[[ DATA SHOWN, beginning ]]
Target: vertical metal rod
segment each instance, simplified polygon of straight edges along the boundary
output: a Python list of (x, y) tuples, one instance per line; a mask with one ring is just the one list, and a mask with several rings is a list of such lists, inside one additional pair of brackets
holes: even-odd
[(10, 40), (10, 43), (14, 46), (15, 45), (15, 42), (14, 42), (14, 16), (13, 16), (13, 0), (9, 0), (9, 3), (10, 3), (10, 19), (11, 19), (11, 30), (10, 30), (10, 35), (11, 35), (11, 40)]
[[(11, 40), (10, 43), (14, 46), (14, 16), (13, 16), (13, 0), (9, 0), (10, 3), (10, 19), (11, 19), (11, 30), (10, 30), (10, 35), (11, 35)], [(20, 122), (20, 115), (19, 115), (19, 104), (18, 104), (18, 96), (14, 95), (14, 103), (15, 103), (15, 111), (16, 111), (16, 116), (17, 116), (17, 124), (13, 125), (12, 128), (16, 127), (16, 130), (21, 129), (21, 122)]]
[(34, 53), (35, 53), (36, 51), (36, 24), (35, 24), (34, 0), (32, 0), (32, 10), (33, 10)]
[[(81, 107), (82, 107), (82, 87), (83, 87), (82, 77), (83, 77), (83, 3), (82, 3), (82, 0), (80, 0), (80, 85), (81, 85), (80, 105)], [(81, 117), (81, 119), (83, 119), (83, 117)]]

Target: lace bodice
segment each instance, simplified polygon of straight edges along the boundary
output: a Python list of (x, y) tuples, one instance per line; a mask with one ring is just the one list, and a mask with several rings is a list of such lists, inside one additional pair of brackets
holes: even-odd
[[ DATA SHOWN, end ]]
PROBLEM REQUIREMENTS: Without changing a single character, write out all of the entries.

RESULT OF THIS TASK:
Target: vertical metal rod
segment each instance, simplified polygon of straight edges along the boundary
output: a Python list of (x, y) tuples, one instance per line; a mask with one ring is just the one list, and a mask with several rings is a list of such lists, inside one additional pair of brackets
holes: even-odd
[(10, 40), (10, 43), (14, 46), (15, 45), (15, 42), (14, 42), (14, 16), (13, 16), (13, 0), (9, 0), (9, 3), (10, 3), (10, 19), (11, 19), (11, 30), (10, 30), (10, 35), (11, 35), (11, 40)]
[[(11, 40), (10, 43), (14, 46), (14, 16), (13, 16), (13, 0), (9, 0), (10, 3), (10, 19), (11, 19), (11, 30), (10, 30), (10, 35), (11, 35)], [(20, 122), (20, 115), (19, 115), (19, 104), (18, 104), (18, 96), (14, 95), (14, 103), (15, 103), (15, 111), (16, 111), (16, 116), (17, 116), (17, 124), (13, 125), (12, 128), (16, 127), (16, 130), (21, 129), (21, 122)]]
[(34, 53), (35, 53), (36, 51), (36, 24), (35, 24), (34, 0), (32, 0), (32, 10), (33, 10)]
[[(81, 107), (82, 107), (82, 87), (83, 87), (82, 77), (83, 77), (83, 3), (82, 3), (82, 0), (80, 0), (80, 85), (81, 85), (80, 105)], [(81, 117), (81, 119), (83, 119), (83, 117)]]

Target: lace bodice
segment each instance, simplified polygon of straight edges along the boundary
output: a Python list of (x, y) tuples, one instance per line; a mask with one ring is just the one list, and a mask with several rings is a list of such lists, inside one additional pair of brackets
holes: even-odd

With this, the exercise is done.